======== Records for the task ========

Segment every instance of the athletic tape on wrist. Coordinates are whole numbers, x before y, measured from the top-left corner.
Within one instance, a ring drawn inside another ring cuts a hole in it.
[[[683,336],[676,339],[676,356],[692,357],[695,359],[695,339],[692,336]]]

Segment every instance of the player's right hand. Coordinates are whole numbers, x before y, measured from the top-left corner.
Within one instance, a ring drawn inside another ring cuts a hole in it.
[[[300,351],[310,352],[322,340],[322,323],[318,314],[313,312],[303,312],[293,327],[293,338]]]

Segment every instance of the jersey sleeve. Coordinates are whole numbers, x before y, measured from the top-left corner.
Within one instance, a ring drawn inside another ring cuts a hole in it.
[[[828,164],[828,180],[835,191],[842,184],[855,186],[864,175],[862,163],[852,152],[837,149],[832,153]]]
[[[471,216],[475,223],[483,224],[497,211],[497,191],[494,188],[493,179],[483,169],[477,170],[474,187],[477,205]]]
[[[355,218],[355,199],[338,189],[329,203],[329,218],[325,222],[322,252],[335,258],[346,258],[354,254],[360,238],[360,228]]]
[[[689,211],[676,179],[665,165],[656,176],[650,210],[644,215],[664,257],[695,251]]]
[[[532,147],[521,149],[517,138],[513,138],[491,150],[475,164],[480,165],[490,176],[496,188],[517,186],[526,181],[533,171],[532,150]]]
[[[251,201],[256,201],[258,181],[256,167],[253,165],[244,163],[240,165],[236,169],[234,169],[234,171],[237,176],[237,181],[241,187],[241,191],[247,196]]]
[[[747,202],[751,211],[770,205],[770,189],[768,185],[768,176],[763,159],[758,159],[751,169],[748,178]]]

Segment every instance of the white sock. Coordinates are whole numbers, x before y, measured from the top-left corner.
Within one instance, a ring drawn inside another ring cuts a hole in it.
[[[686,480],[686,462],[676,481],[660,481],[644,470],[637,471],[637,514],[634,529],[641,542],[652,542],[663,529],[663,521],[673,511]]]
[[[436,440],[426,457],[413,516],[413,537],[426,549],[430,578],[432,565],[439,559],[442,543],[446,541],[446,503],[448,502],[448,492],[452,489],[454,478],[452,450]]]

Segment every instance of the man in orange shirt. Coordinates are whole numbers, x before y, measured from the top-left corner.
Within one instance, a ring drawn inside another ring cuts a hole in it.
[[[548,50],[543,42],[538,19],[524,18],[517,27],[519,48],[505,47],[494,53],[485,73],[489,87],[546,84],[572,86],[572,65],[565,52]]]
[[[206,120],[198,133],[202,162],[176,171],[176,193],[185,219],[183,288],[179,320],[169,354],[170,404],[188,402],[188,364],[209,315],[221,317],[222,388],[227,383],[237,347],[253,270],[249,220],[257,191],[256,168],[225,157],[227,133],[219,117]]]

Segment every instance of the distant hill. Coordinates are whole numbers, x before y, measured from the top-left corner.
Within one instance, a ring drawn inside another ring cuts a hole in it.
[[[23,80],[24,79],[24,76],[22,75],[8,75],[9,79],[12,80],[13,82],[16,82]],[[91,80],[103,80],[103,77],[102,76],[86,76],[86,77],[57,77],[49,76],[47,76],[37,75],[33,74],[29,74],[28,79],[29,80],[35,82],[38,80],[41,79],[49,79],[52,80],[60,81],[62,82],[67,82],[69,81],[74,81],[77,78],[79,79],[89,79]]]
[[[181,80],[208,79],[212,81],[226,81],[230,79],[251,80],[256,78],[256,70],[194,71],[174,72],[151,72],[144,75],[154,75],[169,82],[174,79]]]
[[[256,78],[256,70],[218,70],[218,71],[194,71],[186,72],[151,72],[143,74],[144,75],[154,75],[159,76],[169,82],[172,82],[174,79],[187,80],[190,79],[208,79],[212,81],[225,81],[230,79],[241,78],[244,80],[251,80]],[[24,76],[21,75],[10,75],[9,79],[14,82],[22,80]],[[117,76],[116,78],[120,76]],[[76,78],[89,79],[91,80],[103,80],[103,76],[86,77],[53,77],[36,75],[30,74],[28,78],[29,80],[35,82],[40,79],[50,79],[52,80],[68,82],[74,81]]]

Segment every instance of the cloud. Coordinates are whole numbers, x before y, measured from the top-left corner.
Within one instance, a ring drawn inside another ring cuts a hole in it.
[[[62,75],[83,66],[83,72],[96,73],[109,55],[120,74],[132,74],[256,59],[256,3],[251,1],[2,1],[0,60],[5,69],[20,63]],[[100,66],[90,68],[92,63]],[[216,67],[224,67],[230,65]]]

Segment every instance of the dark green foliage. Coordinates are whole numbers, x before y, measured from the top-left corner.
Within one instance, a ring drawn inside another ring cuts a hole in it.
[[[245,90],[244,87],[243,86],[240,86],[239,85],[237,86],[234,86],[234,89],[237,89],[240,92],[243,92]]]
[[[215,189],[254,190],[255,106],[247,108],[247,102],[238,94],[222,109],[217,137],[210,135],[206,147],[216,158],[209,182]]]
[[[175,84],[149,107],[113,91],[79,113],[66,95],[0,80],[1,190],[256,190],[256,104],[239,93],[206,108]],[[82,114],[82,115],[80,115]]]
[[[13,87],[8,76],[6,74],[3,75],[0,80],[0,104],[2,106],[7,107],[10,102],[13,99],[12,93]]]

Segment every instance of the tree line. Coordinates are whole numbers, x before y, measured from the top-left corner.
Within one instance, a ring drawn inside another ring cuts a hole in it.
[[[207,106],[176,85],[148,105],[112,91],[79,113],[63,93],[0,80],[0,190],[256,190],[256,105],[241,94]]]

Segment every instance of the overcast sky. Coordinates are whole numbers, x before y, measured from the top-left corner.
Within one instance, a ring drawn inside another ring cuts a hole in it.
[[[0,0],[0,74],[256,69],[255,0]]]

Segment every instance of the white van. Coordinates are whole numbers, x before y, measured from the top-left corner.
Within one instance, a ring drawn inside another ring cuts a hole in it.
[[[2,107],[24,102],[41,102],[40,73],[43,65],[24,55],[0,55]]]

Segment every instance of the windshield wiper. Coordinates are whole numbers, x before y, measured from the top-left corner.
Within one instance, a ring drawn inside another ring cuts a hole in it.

========

- Given exercise
Reproduce the entries verbatim from the line with "Segment every instance of the white van." through the end of the entries.

- Written solution
Segment every instance of the white van. Coordinates are whole numbers, x before y, measured from the top-left corner.
Within one instance, a ring drawn inside another ring cuts a hole in it.
[[[2,107],[24,102],[41,102],[40,73],[43,65],[24,55],[0,55]]]

Segment every instance of the windshield wiper. Coordinates are whole numbers, x before y, measured from the top-left corner.
Within one instance, a ring drawn inside another ring cuts a hole in it.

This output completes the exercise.